::: Supplied material

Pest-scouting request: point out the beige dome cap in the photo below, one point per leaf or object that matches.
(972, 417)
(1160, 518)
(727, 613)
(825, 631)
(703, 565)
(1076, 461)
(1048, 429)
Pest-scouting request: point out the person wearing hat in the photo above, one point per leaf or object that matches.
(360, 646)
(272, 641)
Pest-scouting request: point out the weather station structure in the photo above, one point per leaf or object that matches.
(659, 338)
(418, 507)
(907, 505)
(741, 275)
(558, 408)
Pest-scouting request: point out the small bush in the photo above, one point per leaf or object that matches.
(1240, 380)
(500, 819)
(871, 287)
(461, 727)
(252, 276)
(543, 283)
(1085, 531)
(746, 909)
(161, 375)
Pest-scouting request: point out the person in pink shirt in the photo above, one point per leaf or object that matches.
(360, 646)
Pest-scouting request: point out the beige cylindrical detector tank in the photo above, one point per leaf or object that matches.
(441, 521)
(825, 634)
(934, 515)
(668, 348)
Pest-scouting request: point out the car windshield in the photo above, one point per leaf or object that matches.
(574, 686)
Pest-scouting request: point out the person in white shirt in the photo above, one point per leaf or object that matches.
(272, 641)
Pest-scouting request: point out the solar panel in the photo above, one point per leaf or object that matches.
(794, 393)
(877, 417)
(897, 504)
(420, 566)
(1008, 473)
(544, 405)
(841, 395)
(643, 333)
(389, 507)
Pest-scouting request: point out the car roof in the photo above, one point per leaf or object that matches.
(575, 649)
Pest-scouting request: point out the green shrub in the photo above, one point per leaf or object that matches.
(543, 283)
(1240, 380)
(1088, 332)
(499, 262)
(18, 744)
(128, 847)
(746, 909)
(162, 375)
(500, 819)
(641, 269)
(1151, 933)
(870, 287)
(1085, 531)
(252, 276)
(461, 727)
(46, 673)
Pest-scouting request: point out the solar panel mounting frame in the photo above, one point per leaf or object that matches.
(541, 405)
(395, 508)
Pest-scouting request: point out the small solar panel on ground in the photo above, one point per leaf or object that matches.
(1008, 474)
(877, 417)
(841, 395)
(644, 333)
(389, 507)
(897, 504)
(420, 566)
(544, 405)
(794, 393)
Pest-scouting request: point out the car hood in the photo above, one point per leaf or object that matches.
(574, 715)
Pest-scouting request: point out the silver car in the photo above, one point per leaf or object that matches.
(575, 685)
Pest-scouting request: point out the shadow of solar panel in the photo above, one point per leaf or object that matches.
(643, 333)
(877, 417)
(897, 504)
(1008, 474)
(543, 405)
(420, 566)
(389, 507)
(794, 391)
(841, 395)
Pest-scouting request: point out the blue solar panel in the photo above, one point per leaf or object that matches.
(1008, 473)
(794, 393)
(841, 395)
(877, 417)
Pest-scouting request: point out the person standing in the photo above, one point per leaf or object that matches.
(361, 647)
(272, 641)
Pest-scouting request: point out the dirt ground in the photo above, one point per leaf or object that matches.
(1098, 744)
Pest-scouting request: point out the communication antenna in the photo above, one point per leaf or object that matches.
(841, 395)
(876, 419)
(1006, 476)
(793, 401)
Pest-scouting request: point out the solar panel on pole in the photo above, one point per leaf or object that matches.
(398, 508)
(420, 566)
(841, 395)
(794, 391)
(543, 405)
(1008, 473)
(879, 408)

::::::

Set exercise:
Please write out every row above, word for word and in the same order.

Result of this exercise:
Pest-scouting request: point out the beige dome cap in the photo below, one point per leaf or object that matches.
(972, 417)
(1160, 518)
(727, 613)
(825, 631)
(703, 565)
(1076, 461)
(1048, 429)
Pest-scouting request: point out the person wearing hat in the photo above, one point per leaf or object that matches.
(360, 646)
(272, 641)
Pest-scouting request: point out the weather station structure in the photo above, one point per leaf or object that matches.
(659, 338)
(418, 507)
(907, 505)
(741, 275)
(558, 408)
Pest-scouting request: point out the small bush in the photo above, one point per leaf or object that matches.
(1240, 380)
(500, 819)
(871, 287)
(461, 727)
(252, 276)
(543, 283)
(1085, 531)
(746, 909)
(161, 375)
Pest-scouting request: point out the person in pink shirt in the photo above, one point per leaf or object that matches.
(360, 646)
Pest-scouting request: point out the beige cylindrical detector tank in the photo above, one point per leaf or object that matches.
(441, 521)
(825, 634)
(934, 515)
(668, 348)
Pest-scouting request: point out the car windshield in the photo above, one point per leaf or object that matches.
(574, 686)
Pest-scouting request: point out the person in white shirt in the photo above, one point per leaf or object that matches.
(272, 641)
Pest-scouting request: point out the solar panel in the photo above, one point per leaf or object that matches.
(794, 393)
(877, 417)
(897, 504)
(420, 566)
(1008, 473)
(544, 405)
(841, 395)
(643, 333)
(389, 507)
Pest-scouting request: point out the car roof in the photo above, one point per leaf or object that matches.
(575, 649)
Pest-scouting request: point out the green shrub in the photo above, one point per leaf or object that matches.
(543, 283)
(1240, 380)
(1088, 332)
(499, 262)
(18, 744)
(128, 847)
(746, 909)
(162, 375)
(500, 819)
(641, 269)
(1151, 933)
(870, 287)
(1085, 531)
(252, 276)
(461, 727)
(46, 673)
Pest-scouting request: point out the solar panel mounting frame in the photo above, one point per leaf or object that matches.
(541, 405)
(395, 508)
Pest-scouting request: point out the small solar panel on ground in the photo above, one point per leaf or object that matches.
(1008, 474)
(877, 417)
(841, 395)
(644, 333)
(389, 507)
(897, 504)
(420, 566)
(544, 405)
(794, 393)
Pest-scouting request: point out the car hood in the photo above, one point per leaf or object that matches.
(574, 715)
Pest-scouting request: point out the silver car in the photo above, one point per leaf or object that matches.
(575, 685)
Pest-scouting request: point out the shadow of solar panel in the photo above, one point per leaf or object that matches.
(643, 333)
(877, 417)
(897, 504)
(1008, 474)
(543, 405)
(420, 566)
(389, 507)
(794, 391)
(841, 395)
Pest-scouting request: point out the blue solar panel in the photo above, one point per leaf or object that matches.
(1008, 473)
(794, 393)
(841, 395)
(877, 417)
Pest-scouting request: point out the person standing in the photo above, one point per leaf or object that matches.
(361, 647)
(272, 641)
Pest-scouting request: point out the dirt ground in the photo above, one point per leaf or object that matches.
(1098, 744)
Pest-scouting request: point out the communication antenna in the photo above, one point per leaf or object that matches.
(841, 395)
(876, 419)
(1006, 476)
(793, 401)
Pest-scouting request: point out the solar panel on pole in the photo above, one point per leaf or object that matches.
(398, 508)
(420, 566)
(841, 395)
(794, 391)
(543, 405)
(1008, 473)
(879, 408)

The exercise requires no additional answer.